**Exercise**
With the pictures omitted, transcribe each line below exactly as it is.

[Saved entries]
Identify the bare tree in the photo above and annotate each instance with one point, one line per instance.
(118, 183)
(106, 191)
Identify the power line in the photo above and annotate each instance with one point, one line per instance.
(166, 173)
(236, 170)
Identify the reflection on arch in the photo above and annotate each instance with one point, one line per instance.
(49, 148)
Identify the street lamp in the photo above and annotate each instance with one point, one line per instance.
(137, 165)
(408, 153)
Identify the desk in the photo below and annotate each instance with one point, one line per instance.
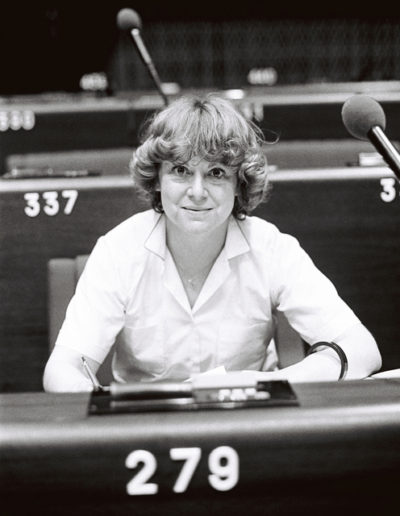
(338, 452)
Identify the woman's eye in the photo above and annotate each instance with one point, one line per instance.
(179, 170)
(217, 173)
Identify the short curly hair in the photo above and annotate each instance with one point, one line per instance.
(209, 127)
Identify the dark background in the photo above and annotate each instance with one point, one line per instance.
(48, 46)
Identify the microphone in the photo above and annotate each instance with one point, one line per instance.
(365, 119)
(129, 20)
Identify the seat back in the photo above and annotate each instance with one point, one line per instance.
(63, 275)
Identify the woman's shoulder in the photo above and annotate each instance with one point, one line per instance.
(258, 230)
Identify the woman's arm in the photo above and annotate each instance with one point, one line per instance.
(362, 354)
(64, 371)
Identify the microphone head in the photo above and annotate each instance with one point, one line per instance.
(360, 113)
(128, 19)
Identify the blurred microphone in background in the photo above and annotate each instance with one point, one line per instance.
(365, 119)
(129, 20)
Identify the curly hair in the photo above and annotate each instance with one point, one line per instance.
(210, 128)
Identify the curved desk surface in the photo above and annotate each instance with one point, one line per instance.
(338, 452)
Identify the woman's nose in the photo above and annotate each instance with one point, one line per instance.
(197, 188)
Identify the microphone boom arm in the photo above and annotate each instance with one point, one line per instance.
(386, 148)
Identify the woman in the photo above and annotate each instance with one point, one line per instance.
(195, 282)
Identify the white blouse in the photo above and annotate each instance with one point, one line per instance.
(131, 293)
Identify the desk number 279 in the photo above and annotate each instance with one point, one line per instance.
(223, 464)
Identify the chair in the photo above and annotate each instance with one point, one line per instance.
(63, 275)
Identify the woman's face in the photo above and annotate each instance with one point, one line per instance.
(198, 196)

**Solution to the exercise**
Identify the bare tree in the photo above and annotate each instance with one point, one line per instance.
(118, 183)
(106, 191)
Identify the power line in the photo above and annotate each instance with one point, one line per instance.
(166, 173)
(236, 170)
Identify the reflection on arch in the photo above and annotate each instance with one point, one line per instance.
(49, 148)
Identify the street lamp in the photo above and annotate each instance with one point, one line per instance.
(137, 165)
(408, 153)
Identify the desk in the photo below and annotate each instance with one point, one line per instance.
(338, 452)
Identify the woman's eye in the photo above and annotate each instance with one point, one line per instance.
(179, 170)
(217, 173)
Identify the short curly hair in the photo above and annotate each instance with one point, one line per instance.
(209, 127)
Identify the dark background in the photo above and annotate each instance with one point, one line per instance.
(48, 46)
Identify the microphone in the photo above and annotate each instance with one point, one line per instance.
(365, 119)
(129, 20)
Identify the seat back in the photo above and annotate each instance with one point, one line per instance.
(63, 275)
Identify the woman's shoulder in the photo above and annotate each instance with one point, one line per instance.
(258, 230)
Identify the woman's arm in the photo above and annotate each instance with one point, one line per instance.
(362, 354)
(64, 371)
Identify the microphone head in the photo above and annotate each instance with one point, one line per instance.
(360, 113)
(128, 19)
Identify the blurred microphone in background in the photo above and annotate each instance with one point, one line per instance.
(365, 119)
(129, 20)
Identify the curly hair in the photo above and annotate each instance with one point, one line per instance.
(210, 128)
Identify the curved desk surface in the photo above and annotate each instance with one point, one line per instance.
(338, 452)
Identify the woman's nose in the photo above and annotate each instance with one point, one line per instance.
(197, 188)
Identify the microphone boom arm in the photo above and annotate each instance with one point, one line per instance.
(386, 148)
Identify the woman in the photo above and annotate each instance with one point, one line per instance.
(195, 282)
Identify the white blouse in the photo above and annotate each instance with one point, one line per instance.
(131, 293)
Identify the desk number 279 in the photo above and annotate each instance with one point, one line per instance.
(223, 464)
Identify the chair in the photo above and annotate each instance with one point, one line per instance.
(63, 275)
Identify the woman's face in the photo above and annotate each instance with one point, one line per instance.
(198, 196)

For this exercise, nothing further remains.